-- Dataset content follows --
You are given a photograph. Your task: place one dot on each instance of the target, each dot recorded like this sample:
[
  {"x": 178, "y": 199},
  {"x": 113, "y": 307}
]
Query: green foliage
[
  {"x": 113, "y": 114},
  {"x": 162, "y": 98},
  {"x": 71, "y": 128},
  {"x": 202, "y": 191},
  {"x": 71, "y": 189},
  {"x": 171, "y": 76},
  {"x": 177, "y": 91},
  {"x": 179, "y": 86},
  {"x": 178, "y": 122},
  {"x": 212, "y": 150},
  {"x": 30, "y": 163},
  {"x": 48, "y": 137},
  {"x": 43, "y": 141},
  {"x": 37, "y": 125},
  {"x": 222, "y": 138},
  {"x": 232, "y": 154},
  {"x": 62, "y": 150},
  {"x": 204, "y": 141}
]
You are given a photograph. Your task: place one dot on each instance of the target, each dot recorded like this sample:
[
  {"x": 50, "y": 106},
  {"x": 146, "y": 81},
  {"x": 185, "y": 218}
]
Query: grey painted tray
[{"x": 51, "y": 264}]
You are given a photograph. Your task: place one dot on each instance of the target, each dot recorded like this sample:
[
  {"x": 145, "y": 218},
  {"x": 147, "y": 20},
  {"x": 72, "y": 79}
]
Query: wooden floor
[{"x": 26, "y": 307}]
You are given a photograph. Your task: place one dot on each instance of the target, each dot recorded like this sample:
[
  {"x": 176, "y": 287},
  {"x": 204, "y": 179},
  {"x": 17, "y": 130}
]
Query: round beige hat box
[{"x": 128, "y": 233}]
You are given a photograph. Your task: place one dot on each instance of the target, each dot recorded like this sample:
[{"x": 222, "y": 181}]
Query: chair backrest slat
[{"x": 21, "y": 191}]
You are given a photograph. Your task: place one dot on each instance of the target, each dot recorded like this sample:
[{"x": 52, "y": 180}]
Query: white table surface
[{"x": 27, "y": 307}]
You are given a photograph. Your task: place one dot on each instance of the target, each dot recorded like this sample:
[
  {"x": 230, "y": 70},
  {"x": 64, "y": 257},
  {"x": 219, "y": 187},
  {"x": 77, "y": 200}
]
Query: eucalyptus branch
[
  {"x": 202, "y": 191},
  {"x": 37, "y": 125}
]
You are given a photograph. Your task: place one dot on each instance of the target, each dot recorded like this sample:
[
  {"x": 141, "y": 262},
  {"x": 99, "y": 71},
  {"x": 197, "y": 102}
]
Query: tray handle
-- Dataset content concluded --
Exercise description>
Transcribe nothing except the lines from the one with "Query: eucalyptus branch" through the end of the data above, each exactly as it appears.

Solution for this exercise>
Query: eucalyptus branch
[
  {"x": 202, "y": 191},
  {"x": 37, "y": 125}
]
You are given a photograph. Your task: place one dot on each instance of the target, each dot recorded like this sample:
[
  {"x": 141, "y": 262},
  {"x": 99, "y": 71},
  {"x": 197, "y": 102}
]
Query: tray handle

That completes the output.